Task directions:
From the New York health care budget article, extract the passage from "New Budget, Old" to "disappear after 2011.", copying it word for word.

New Budget, Old Problems

Mar 18, 2010 | Updated May 25, 2011

It is a frightful moment for New York State's health care system. Next week, Governor David Paterson will release a new 2010-11 budget that will likely include steep cuts to health care funding.

The next two years may bring even worse news for New York health providers. Health reform as it stands now will not be generous to New York--especially to our hospitals. Next on the federal health agenda? A scramble to keep Medicare from going bankrupt, which will result in reduced reimbursements. What's more, federal stimulus dollars for Medicaid--many of which went to our hospitals and other providers--are almost certain to disappear after 2011.

If this news is not scary enough, a looming $6.8 billion gap in the 2010-11 state budget likely will put another dose of payment reductions on the agenda.

The New York health sector should not be asked to make blunt, across-the-board reductions in staff and services. Cuts of this magnitude will have a significant impact on access to health care, perhaps undoing any potential positive effect of reform-supported expansions of insurance coverage. Where will the newly insured get care if there are no economically viable hospitals, physicians, and other providers of care in the State?

Providers, payers, and policymakers must engage in a fundamental rethinking of how we organize and deliver health care in the State. We need to look at how we can reengineer approaches to caring for illnesses and reducing their frequency.

Consider diabetes, the one chronic disease that continues to spread. We know that with better use of electronic health records, more organized teams of providers, and more engagement of patients in self management, we can get better outcomes with fewer resources. And, we know that improving our communities to support better eating and physical activity habits will reduce obesity and the incidence of diabetes.

But, such core changes in how we think about health promotion and medical care organization take time.

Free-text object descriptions

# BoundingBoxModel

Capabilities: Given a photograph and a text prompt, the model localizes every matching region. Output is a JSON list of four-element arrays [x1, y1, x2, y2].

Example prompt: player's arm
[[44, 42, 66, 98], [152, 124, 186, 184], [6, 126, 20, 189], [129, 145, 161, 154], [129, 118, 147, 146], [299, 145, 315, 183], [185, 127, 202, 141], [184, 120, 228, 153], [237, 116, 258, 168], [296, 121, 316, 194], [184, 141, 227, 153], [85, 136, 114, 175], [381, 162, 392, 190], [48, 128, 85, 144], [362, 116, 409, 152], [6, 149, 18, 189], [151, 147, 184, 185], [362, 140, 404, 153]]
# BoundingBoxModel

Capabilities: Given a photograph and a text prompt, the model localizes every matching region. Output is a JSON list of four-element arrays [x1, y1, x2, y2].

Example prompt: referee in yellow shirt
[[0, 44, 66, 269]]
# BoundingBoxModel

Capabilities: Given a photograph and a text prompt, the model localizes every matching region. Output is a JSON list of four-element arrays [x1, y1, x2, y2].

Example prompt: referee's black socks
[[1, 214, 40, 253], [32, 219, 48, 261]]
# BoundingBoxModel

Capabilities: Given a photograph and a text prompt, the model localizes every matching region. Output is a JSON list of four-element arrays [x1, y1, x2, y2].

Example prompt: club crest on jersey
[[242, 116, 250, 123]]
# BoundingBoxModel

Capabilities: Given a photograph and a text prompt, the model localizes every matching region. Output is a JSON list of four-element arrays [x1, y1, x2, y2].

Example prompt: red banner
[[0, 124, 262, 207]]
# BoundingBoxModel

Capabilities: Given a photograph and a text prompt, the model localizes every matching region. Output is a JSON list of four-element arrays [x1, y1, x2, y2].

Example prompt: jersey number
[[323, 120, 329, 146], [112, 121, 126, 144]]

Written solution:
New Budget, Old Problems

Mar 18, 2010 | Updated May 25, 2011

It is a frightful moment for New York State's health care system. Next week, Governor David Paterson will release a new 2010-11 budget that will likely include steep cuts to health care funding.

The next two years may bring even worse news for New York health providers. Health reform as it stands now will not be generous to New York--especially to our hospitals. Next on the federal health agenda? A scramble to keep Medicare from going bankrupt, which will result in reduced reimbursements. What's more, federal stimulus dollars for Medicaid--many of which went to our hospitals and other providers--are almost certain to disappear after 2011.